Records of labeled points:
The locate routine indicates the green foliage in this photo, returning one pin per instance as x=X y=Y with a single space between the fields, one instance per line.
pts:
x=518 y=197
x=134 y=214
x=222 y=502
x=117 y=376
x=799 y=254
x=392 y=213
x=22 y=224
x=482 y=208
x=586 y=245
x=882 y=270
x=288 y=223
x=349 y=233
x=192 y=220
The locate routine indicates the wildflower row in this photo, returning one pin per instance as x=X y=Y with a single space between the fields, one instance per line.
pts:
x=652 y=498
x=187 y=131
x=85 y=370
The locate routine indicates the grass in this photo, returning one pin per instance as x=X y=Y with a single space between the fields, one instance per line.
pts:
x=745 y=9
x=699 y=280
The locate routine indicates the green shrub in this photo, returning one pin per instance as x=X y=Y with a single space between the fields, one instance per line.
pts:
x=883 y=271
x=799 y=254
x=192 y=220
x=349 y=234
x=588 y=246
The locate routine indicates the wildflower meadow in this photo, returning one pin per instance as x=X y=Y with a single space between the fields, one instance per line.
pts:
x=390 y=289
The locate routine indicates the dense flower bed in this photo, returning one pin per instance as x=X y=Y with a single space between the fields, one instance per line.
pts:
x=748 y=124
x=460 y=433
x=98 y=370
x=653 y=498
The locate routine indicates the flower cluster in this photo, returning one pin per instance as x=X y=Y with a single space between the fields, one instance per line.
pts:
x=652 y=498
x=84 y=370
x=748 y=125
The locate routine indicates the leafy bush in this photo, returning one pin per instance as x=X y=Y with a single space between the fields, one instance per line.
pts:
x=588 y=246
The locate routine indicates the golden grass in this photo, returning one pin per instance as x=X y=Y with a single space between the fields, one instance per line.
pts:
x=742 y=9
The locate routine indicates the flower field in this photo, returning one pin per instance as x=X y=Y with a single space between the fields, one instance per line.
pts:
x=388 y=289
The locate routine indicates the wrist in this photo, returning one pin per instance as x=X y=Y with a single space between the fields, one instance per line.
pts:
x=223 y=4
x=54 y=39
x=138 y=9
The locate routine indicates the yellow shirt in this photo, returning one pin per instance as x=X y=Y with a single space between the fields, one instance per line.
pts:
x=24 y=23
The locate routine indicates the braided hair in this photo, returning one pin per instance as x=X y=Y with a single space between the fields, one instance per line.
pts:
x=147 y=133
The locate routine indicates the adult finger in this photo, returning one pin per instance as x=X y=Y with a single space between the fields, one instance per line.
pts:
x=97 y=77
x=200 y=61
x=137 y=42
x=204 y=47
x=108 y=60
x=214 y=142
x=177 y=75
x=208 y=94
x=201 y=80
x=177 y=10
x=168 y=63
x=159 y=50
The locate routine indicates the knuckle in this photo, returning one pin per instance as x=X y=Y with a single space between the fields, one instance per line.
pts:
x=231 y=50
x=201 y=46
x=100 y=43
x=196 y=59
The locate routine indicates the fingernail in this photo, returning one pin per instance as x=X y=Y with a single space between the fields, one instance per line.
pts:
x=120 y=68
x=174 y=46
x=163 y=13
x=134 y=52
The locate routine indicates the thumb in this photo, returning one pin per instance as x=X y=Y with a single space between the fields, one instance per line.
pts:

● **WHAT THE EXERCISE ASKS**
Please turn the listing above into a numbered list, one line per item, and leave out any blank lines.

● **TASK OUTPUT**
1. The locate routine indicates the green foliage in this photo, returning one pin per instance as x=X y=Y with a single space between the fields, one instance per line.
2. pts:
3. x=518 y=197
4. x=134 y=214
5. x=222 y=502
6. x=117 y=376
7. x=799 y=254
8. x=392 y=213
9. x=22 y=224
10. x=482 y=208
11. x=586 y=245
12. x=882 y=270
13. x=288 y=223
14. x=349 y=233
15. x=192 y=220
16. The locate routine indicates the wildflower row in this photo, returning one pin per instance as x=X y=Y with a single space between the fields, one instance per line.
17. pts:
18. x=652 y=498
19. x=187 y=131
20. x=85 y=370
21. The locate routine indicates the grass in this photo, returning one pin per instance as x=X y=Y with a single space between the fields, one instance per line.
22. pts:
23. x=745 y=9
24. x=699 y=280
25. The locate routine indicates the green shrub in this photo, returning one pin per instance as x=X y=Y with a single space between the fields, one instance per line.
26. pts:
27. x=883 y=271
28. x=799 y=254
29. x=192 y=220
30. x=349 y=234
31. x=588 y=246
32. The locate routine indicates the wildflower meadow in this photo, returning one pin per instance as x=X y=Y with a single space between the fields, one instance per line.
33. pts:
34. x=390 y=289
35. The locate routine indicates the dense flower bed in this photo, returning one pin per instance as x=X y=Y with a single space between the fields, one instance per line.
36. pts:
37. x=748 y=124
38. x=460 y=433
39. x=98 y=370
40. x=653 y=498
41. The locate routine indicates the flower cluster in this photo, returning one pin per instance as x=X y=Y with a single space between the fields, one instance per line.
42. pts:
43. x=652 y=498
44. x=84 y=370
45. x=748 y=125
46. The locate routine indicates the leafy bush in this photo, returning one pin per instance as x=X y=Y with a single space between the fields, one instance per line.
47. pts:
48. x=588 y=246
49. The locate routine indicates the golden grass in this photo, returning one pin per instance as x=X y=Y with a single space between the fields, one instance per line.
50. pts:
51. x=742 y=9
52. The locate routine indicates the flower field in this photo, returning one pin per instance as x=X y=Y with a single space between the fields, one instance per line.
53. pts:
54. x=388 y=289
55. The locate routine indicates the wrist in this photo, returning one pin per instance as x=X y=Y with a single space between the fields, one instance per line.
56. pts:
57. x=223 y=4
58. x=54 y=39
59. x=138 y=9
60. The locate routine indicates the yellow shirt in this photo, returning one pin per instance as x=X y=Y with a single space between the fields, one instance per line.
61. pts:
62. x=24 y=23
63. The locate routine indicates the braided hair in this photo, returning one pin per instance as x=X y=Y with a single space between the fields, one instance per line.
64. pts:
65. x=147 y=133
66. The locate routine indicates the adult finger in this photo, returning one pin per instance as x=X y=Y with a single space between the fields, one instance per line.
67. pts:
68. x=97 y=77
69. x=200 y=61
70. x=137 y=42
71. x=204 y=47
72. x=108 y=60
73. x=214 y=142
74. x=177 y=75
75. x=208 y=94
76. x=201 y=80
77. x=177 y=10
78. x=168 y=63
79. x=159 y=50
80. The locate routine indicates the knuckle in this photo, returning one pin per instance as x=X y=Y with a single space between the fields, one instance per line.
81. pts:
82. x=231 y=50
83. x=201 y=46
84. x=100 y=43
85. x=196 y=59
86. The locate routine indicates the fingernail in this photo, returning one pin per instance as x=X y=Y with a single space between the fields, one instance per line.
87. pts:
88. x=120 y=68
89. x=174 y=46
90. x=163 y=13
91. x=134 y=52
92. The locate routine indicates the thumb in this photo, returning one pin per instance as x=X y=Y with a single space between the fields, one instance per line.
93. pts:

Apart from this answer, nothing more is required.